## Task objective:
Each line of the data holding "Target" should be found and copied.

-------------------------

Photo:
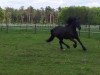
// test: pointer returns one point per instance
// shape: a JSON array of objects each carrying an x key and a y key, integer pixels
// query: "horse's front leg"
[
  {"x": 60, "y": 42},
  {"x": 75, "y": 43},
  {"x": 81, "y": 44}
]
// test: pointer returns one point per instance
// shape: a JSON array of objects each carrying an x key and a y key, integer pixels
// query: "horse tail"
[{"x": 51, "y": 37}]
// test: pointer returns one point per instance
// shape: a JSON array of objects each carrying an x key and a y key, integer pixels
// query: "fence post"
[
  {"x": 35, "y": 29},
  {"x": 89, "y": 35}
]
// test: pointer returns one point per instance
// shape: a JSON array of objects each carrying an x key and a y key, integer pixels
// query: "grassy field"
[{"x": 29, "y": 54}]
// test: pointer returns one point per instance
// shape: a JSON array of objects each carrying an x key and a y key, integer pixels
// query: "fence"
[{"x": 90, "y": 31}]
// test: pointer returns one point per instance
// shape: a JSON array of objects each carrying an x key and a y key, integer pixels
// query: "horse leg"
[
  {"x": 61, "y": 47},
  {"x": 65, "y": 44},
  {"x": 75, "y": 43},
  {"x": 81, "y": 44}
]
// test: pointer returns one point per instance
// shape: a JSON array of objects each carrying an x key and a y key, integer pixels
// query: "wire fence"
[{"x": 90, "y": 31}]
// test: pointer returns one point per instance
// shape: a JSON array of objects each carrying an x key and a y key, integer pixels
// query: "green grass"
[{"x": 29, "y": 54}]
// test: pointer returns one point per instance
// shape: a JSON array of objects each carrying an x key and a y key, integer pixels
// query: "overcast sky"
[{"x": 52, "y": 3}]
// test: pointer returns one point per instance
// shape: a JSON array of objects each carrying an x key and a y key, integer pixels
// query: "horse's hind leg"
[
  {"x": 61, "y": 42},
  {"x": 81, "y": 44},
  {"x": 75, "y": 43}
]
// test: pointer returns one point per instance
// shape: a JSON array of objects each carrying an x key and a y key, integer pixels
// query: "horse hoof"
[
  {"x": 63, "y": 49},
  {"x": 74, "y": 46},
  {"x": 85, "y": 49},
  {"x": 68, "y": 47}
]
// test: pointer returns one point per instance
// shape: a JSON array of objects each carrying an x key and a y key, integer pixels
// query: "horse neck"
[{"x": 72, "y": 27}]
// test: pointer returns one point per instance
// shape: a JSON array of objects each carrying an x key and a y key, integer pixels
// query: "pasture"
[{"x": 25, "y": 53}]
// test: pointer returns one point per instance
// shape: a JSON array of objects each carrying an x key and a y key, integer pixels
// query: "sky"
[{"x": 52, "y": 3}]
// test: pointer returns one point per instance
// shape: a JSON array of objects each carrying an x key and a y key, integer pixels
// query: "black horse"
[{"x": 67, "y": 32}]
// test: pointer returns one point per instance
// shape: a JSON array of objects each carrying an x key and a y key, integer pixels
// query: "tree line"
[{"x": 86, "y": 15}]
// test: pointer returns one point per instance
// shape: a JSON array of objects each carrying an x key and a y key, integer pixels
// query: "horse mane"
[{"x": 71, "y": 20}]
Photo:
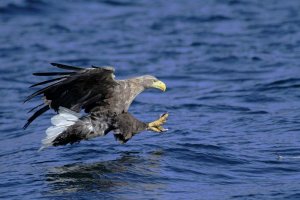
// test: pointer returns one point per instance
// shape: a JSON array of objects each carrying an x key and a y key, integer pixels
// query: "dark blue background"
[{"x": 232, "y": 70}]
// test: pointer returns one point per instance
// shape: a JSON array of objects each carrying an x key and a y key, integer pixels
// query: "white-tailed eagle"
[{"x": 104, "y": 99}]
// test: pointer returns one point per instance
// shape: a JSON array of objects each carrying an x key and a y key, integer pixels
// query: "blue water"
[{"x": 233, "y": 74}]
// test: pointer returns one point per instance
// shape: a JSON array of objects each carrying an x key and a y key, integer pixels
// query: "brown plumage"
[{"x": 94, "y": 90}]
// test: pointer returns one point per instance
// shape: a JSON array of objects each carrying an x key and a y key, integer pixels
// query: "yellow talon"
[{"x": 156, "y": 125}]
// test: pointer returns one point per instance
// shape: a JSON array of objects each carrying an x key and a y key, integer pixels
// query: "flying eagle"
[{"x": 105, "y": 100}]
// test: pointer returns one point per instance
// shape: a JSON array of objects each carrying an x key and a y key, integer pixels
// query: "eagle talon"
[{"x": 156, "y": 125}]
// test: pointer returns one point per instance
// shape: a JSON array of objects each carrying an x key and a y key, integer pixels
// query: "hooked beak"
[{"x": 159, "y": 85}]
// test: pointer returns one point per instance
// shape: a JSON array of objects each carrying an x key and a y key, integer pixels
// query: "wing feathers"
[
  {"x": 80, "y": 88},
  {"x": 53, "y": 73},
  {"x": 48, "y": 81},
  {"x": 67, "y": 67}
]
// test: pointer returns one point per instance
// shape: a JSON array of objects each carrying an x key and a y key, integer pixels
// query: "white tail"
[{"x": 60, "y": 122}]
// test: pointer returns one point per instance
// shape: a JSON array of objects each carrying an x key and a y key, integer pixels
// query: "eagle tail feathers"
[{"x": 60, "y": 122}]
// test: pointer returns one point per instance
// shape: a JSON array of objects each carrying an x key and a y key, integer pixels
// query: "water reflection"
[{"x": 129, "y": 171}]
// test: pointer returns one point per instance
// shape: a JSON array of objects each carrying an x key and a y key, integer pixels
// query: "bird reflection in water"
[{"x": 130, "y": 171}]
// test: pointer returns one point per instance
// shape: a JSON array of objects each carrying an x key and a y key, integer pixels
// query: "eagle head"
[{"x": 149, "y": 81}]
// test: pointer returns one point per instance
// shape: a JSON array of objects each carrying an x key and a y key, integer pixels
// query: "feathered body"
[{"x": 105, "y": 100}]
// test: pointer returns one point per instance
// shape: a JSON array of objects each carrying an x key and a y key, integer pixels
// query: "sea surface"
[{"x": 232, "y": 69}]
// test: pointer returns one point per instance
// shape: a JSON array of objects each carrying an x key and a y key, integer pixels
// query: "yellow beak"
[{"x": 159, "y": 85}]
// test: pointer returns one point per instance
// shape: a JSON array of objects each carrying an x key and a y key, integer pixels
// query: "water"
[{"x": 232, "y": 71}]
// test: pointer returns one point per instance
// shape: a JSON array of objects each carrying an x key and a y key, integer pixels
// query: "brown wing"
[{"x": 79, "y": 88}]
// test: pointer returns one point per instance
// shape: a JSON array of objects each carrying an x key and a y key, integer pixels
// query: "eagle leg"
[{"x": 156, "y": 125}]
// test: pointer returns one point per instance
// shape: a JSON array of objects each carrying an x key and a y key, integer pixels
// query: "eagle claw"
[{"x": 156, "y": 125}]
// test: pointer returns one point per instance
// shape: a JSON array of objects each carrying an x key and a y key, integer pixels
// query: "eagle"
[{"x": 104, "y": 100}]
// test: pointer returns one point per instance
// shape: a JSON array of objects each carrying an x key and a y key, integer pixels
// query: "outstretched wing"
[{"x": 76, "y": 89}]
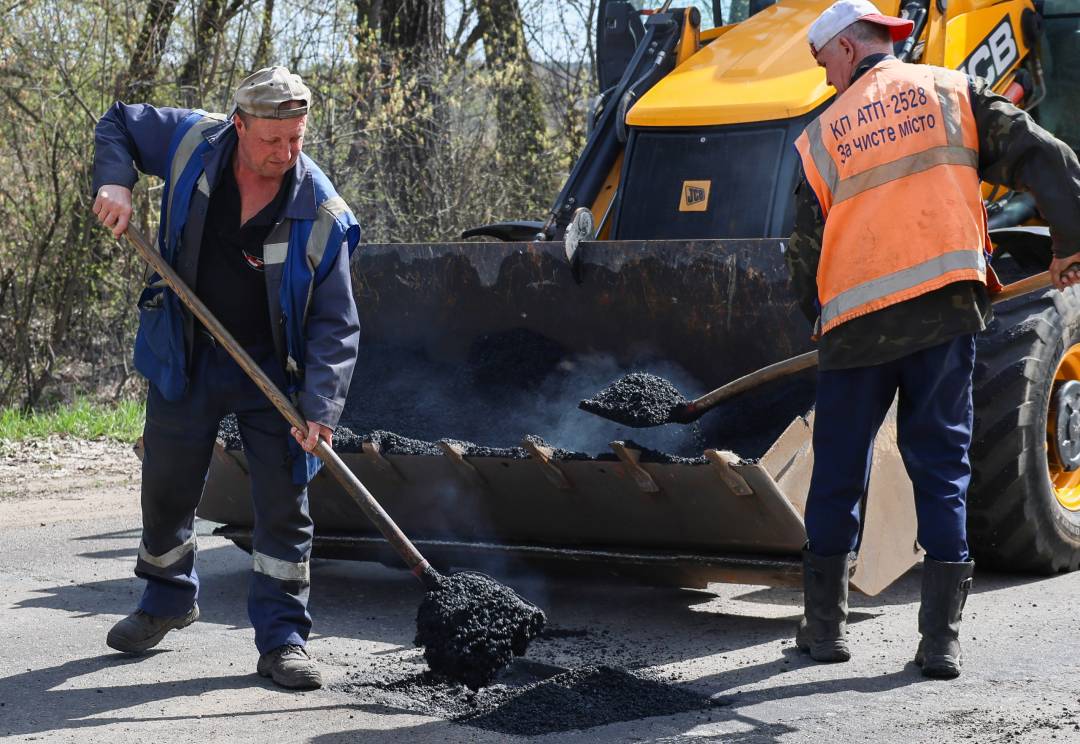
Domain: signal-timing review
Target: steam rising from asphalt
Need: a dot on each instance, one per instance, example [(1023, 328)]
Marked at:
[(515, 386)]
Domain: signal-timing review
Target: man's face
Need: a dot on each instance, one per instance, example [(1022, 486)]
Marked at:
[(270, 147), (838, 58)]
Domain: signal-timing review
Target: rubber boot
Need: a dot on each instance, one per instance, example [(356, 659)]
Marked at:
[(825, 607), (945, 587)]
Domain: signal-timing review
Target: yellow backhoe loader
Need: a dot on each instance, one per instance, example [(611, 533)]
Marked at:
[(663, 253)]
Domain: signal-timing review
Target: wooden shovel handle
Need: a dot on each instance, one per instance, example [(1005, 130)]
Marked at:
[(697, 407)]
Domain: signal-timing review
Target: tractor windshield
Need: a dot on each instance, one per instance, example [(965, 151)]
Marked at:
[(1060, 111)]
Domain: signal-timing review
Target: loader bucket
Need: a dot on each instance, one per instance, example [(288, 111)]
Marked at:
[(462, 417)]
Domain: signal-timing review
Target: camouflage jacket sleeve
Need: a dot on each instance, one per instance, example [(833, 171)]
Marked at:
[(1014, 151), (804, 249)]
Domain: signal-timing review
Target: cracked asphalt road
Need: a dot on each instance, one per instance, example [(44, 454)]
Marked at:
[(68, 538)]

-------------------------

## Answer:
Target: steam rising from asphalt
Target: man's face
Target: rubber boot
Target: yellow backhoe loader
Target: wooden shovel handle
Target: tractor windshield
Target: loader bucket
Target: camouflage jacket sleeve
Target: cracked asphalt road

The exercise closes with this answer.